Tugas yang Dikerjakan:
a) Menurut teks bacaan, berapa jumlah anggota grup tempat suami Audi Zuhria kerap berkirim foto dan video?
b) Tentukan apakah setiap pernyataan berikut sesuai dengan teks bacaan. Jawab ya atau tidak, lalu kutip kata-kata teks yang menjadi dasarnya.
(i) Muhammad Ridhoudin Yunus bekerja di Kantor Imigrasi Kelas I Khusus Surabaya.
(ii) Keluarga istri Muhammad Ridhoudin Yunus berada di Jember.
(iii) Hari raya jatuh pada 24/5.

Teks Bacaan:
::::

Bikin Grup WA Keluarga hingga Persiapkan Telekonferensi
Meski hari raya baru lusa (24/5), sedikit rasa kangen pada keluarga terobati. Suami Audi Zuhria itu mengaku kerap berkirim foto maupun video di grup beranggota 19 orang tersebut. Canda tawa diekspresikan melalui emoticon di dalam pesan singkat. Atau sekadar menulis ”wkwkwk”. Hal itu bisa sedikit mengurangi beban rindu. ”Kami buat janji, nanti kalau ini (pandemi, Red) sudah selesai, pasti pulang kampung,” katanya.
Hal itu pulalah yang dilakukan Muhammad Ridhoudin Yunus. Pegawai Kantor Imigrasi Kelas I Khusus Surabaya itu berencana membuat video telekonferensi dengan anggota keluarganya. Baik keluarganya di Jember maupun keluarga istrinya di Kediri. ”Tapi, lihat kesiapan yang di rumah dulu. Ada adik-adik yang punya laptop, insya Allah jadi,” ungkapnya.

::::

Bahan yang Disediakan:
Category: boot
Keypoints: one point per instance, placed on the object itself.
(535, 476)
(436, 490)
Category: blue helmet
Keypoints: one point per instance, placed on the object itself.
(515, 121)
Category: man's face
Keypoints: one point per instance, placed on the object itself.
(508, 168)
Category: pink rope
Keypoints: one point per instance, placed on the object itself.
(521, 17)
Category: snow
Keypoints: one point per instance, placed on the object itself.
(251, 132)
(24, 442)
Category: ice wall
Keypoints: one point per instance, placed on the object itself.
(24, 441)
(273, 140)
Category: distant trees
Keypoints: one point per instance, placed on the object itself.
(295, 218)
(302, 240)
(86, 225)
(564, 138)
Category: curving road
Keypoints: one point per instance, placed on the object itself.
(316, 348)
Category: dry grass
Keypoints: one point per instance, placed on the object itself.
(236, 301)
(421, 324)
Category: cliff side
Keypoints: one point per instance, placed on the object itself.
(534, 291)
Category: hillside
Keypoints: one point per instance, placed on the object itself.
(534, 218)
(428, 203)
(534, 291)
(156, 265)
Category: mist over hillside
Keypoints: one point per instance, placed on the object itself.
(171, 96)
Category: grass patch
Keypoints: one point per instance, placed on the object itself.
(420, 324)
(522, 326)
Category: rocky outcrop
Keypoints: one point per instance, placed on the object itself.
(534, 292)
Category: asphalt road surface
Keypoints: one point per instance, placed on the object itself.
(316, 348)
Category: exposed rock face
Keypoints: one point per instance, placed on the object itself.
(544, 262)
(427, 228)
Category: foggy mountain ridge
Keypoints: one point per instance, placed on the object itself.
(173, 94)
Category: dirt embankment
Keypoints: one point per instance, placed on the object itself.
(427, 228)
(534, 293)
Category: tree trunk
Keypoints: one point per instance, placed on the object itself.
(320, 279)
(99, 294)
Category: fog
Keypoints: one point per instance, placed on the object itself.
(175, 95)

::::

Jawaban Setiap Tugas:
a) 19 orang.

b)
(i) Ya: "Pegawai Kantor Imigrasi Kelas I Khusus Surabaya itu"
(ii) Tidak: "Baik keluarganya di Jember maupun keluarga istrinya di Kediri."
(iii) Ya: "Meski hari raya baru lusa (24/5)"